— START OF DOCUMENT TEXT —

Alex Wong via Getty Images
March 5, 2026

The SAVE America Act, which passed the House in February on a party-line vote, would require every American to produce a passport or birth certificate to register to vote. Twenty-one million Americans don’t have those documents. The bill provides no funding and no phase-in period. It criminalizes election workers who make honest mistakes, and requires states to submit their voter rolls—or voter registration lists—to the Department of Homeland Security. And it was passed by the same party that has spent half a century opposing federal control of elections.

The SAVE Act’s underlying premise, that American elections need more federal consistency, is not entirely wrong. But the legislation doesn’t address the most pressing weaknesses in our current system, and in some cases, it produces new ones.

The United States runs roughly 10,500 separate election systems, with different rules for registration, identification, and ballot counting. That patchwork is a real problem, making the ease of voting and even how much your vote counts vary wildly across the country.

The federal government is already playing a larger role in elections (whether Congress admits it or not): The Justice Department has demanded full voter rolls from multiple states, DOGE personnel within the Social Security Administration shared voter data with an outside group seeking to overturn election results, and the FBI seized 2020 ballots from a Georgia election center. But the question is whether that role will be structured and nonpartisan, or improvised and weaponized.

— END OF DOCUMENT TEXT —
— START OF INFORMATION SHOWN —

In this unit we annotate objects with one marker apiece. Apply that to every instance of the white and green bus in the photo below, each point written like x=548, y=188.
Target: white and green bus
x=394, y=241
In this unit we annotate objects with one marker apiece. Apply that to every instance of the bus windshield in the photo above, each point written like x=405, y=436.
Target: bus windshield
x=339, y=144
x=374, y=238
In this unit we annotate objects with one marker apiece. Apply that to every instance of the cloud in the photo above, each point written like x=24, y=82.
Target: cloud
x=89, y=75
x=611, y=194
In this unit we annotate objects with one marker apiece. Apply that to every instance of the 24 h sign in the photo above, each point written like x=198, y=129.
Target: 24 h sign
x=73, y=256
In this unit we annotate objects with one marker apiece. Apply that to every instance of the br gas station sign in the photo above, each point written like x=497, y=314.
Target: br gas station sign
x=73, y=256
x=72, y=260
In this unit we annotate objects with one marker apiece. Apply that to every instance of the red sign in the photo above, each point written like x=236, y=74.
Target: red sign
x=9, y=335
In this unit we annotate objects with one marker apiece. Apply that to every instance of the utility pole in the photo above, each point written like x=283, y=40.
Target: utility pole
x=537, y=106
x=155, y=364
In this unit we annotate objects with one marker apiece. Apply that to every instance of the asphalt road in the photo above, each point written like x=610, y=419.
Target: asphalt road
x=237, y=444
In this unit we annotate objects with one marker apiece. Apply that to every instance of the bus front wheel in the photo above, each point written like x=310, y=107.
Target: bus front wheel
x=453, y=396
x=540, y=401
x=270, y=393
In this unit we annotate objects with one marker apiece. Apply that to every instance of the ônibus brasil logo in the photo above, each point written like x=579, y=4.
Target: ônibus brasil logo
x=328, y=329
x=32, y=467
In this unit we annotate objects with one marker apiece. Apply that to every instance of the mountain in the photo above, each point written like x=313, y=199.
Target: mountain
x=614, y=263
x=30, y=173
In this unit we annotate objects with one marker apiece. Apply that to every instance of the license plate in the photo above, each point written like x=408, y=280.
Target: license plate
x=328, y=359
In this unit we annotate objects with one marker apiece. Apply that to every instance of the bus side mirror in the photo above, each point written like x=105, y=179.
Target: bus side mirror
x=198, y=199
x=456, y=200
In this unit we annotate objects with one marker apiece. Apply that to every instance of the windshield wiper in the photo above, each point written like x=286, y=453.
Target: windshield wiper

— END OF INFORMATION SHOWN —

▶ [WHAT YOU HAVE TO DO]: Return the whole SAVE America Act passage above word for word, with nothing changed.

▶ [RESPONSE TO THIS TASK]:
Alex Wong via Getty Images
March 5, 2026

The SAVE America Act, which passed the House in February on a party-line vote, would require every American to produce a passport or birth certificate to register to vote. Twenty-one million Americans don’t have those documents. The bill provides no funding and no phase-in period. It criminalizes election workers who make honest mistakes, and requires states to submit their voter rolls—or voter registration lists—to the Department of Homeland Security. And it was passed by the same party that has spent half a century opposing federal control of elections.

The SAVE Act’s underlying premise, that American elections need more federal consistency, is not entirely wrong. But the legislation doesn’t address the most pressing weaknesses in our current system, and in some cases, it produces new ones.

The United States runs roughly 10,500 separate election systems, with different rules for registration, identification, and ballot counting. That patchwork is a real problem, making the ease of voting and even how much your vote counts vary wildly across the country.

The federal government is already playing a larger role in elections (whether Congress admits it or not): The Justice Department has demanded full voter rolls from multiple states, DOGE personnel within the Social Security Administration shared voter data with an outside group seeking to overturn election results, and the FBI seized 2020 ballots from a Georgia election center. But the question is whether that role will be structured and nonpartisan, or improvised and weaponized.